→ **Text shown**
Methodist minister, Patrick Stonehewer, has recently moved in the area to take up his post at Shirehampton Methodist Church, alongside responsibility for sister churches in Horfield and Bishopston. He moved from Reading with his family over the summer, and from employment in the John Lewis Partnership where he most recently worked in the supply chain for Waitrose.

He’s looking forward to getting to know the local community over the coming weeks and months and discover how all the local churches are able to serve God for those who live and work in Shire.

The Methodist church community in Shire will be pleased to welcome you at any of their activities - please come and visit the church which is on the High Street (corner of Penpole Avenue) or see for more information

Tynings Field News

“Thank you Asda”

Tynings field want to thank the people from Asda, at Cribbs Causeway, for their massively generous donation of wooden planks. These were installed in the orchard making a boundary and raised beds it makes such a difference to our helpers and enables more trees to be planted.

Hedgelaying Day

Saturday 5th December, starts 10 am. All welcome! Please bring tools and a packed lunch, we are laying the Elm hedge in Woodwell Road.

→ **Information shown**
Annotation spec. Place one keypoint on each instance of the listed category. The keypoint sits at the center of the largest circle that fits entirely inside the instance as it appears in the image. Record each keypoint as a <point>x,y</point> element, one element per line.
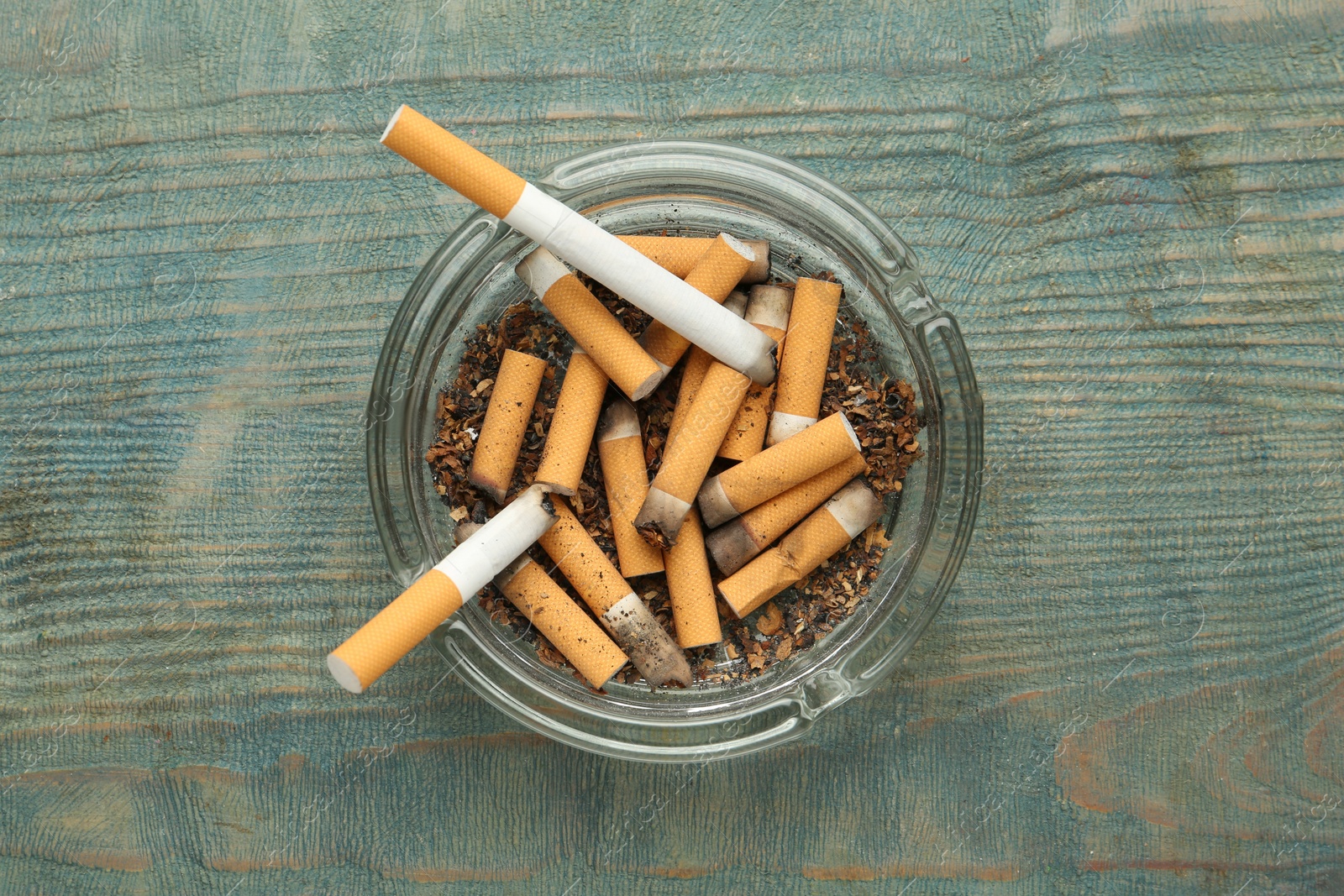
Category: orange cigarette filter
<point>816,539</point>
<point>454,161</point>
<point>694,606</point>
<point>679,254</point>
<point>803,364</point>
<point>687,459</point>
<point>716,275</point>
<point>615,602</point>
<point>438,593</point>
<point>777,469</point>
<point>564,625</point>
<point>506,422</point>
<point>396,627</point>
<point>593,328</point>
<point>769,313</point>
<point>696,365</point>
<point>584,244</point>
<point>582,562</point>
<point>627,479</point>
<point>741,539</point>
<point>570,437</point>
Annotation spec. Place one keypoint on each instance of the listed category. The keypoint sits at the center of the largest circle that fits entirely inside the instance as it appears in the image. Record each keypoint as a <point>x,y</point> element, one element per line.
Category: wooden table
<point>1135,208</point>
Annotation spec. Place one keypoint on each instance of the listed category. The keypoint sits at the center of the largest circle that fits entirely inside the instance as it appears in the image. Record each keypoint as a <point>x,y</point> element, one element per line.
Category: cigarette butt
<point>716,275</point>
<point>438,594</point>
<point>615,602</point>
<point>627,479</point>
<point>694,607</point>
<point>564,625</point>
<point>741,539</point>
<point>777,469</point>
<point>824,532</point>
<point>506,422</point>
<point>573,425</point>
<point>593,328</point>
<point>803,364</point>
<point>582,244</point>
<point>679,254</point>
<point>689,457</point>
<point>696,365</point>
<point>454,161</point>
<point>769,313</point>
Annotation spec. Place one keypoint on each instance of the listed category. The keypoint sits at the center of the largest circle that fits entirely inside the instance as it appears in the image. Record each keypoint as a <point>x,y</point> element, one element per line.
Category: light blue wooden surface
<point>1133,207</point>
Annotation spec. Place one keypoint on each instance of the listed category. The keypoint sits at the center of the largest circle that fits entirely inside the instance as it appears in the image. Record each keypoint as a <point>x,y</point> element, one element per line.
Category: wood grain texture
<point>1135,210</point>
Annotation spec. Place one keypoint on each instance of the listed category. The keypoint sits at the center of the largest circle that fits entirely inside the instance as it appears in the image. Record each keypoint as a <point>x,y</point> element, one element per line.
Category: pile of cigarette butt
<point>679,360</point>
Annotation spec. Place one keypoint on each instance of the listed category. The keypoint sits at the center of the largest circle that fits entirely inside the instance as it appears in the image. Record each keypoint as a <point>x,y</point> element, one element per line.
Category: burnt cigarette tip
<point>654,380</point>
<point>759,269</point>
<point>343,674</point>
<point>716,506</point>
<point>480,515</point>
<point>618,421</point>
<point>652,533</point>
<point>391,123</point>
<point>730,546</point>
<point>539,269</point>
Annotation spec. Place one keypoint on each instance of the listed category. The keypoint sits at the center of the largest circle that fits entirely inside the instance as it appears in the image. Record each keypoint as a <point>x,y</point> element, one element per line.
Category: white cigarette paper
<point>584,244</point>
<point>405,622</point>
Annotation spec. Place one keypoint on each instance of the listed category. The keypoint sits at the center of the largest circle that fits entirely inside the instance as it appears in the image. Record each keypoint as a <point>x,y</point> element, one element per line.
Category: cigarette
<point>694,606</point>
<point>806,351</point>
<point>615,602</point>
<point>627,479</point>
<point>696,365</point>
<point>716,275</point>
<point>506,422</point>
<point>769,313</point>
<point>777,469</point>
<point>679,254</point>
<point>573,423</point>
<point>687,458</point>
<point>741,539</point>
<point>595,328</point>
<point>436,595</point>
<point>564,622</point>
<point>581,242</point>
<point>826,531</point>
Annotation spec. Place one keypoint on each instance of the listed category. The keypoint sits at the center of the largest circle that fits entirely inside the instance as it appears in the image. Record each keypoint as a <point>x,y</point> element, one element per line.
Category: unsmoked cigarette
<point>595,328</point>
<point>573,425</point>
<point>694,606</point>
<point>769,313</point>
<point>816,539</point>
<point>689,457</point>
<point>615,602</point>
<point>777,469</point>
<point>679,254</point>
<point>696,365</point>
<point>582,244</point>
<point>437,594</point>
<point>561,621</point>
<point>803,364</point>
<point>506,422</point>
<point>741,539</point>
<point>627,479</point>
<point>716,275</point>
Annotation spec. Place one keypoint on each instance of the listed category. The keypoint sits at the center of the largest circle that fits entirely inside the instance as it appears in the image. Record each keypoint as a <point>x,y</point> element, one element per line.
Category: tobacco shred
<point>884,414</point>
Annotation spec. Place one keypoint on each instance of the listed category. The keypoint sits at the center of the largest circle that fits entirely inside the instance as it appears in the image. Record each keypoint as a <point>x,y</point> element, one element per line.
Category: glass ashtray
<point>690,188</point>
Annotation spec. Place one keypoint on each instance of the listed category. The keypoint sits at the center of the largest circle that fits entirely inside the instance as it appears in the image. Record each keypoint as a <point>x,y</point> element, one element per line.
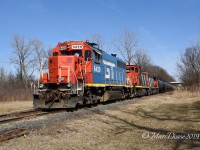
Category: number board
<point>77,46</point>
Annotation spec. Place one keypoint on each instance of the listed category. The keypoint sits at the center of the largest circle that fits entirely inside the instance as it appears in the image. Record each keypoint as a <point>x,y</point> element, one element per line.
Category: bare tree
<point>126,44</point>
<point>40,55</point>
<point>189,66</point>
<point>160,73</point>
<point>22,57</point>
<point>98,39</point>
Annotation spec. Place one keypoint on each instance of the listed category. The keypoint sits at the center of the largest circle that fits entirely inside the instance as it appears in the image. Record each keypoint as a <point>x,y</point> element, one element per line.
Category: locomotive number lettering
<point>97,69</point>
<point>77,46</point>
<point>107,75</point>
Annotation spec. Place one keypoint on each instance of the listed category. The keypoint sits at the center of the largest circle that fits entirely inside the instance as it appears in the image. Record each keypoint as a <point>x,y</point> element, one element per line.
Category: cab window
<point>87,55</point>
<point>97,58</point>
<point>55,54</point>
<point>77,53</point>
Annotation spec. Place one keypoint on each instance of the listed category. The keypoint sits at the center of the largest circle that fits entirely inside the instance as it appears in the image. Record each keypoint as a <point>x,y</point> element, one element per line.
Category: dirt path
<point>165,121</point>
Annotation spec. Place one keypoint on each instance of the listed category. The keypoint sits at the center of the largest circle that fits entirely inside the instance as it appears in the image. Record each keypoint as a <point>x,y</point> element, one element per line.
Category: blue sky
<point>164,27</point>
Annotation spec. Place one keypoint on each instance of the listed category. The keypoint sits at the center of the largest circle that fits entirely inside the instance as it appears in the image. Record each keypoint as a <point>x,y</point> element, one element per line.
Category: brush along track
<point>20,115</point>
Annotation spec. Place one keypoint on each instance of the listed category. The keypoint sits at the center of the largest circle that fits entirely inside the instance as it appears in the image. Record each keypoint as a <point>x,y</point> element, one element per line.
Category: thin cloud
<point>111,4</point>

→ **Tasks and exercises**
a. In the community news text, which road has the Elm hedge that will be laid on Hedgelaying Day?
b. Copy out every line of the listing that contains the string "butt", matching case exactly.

→ **Per-task outputs**
a. Woodwell Road.

b.
Category: cigarette butt
Category: pile of cigarette butt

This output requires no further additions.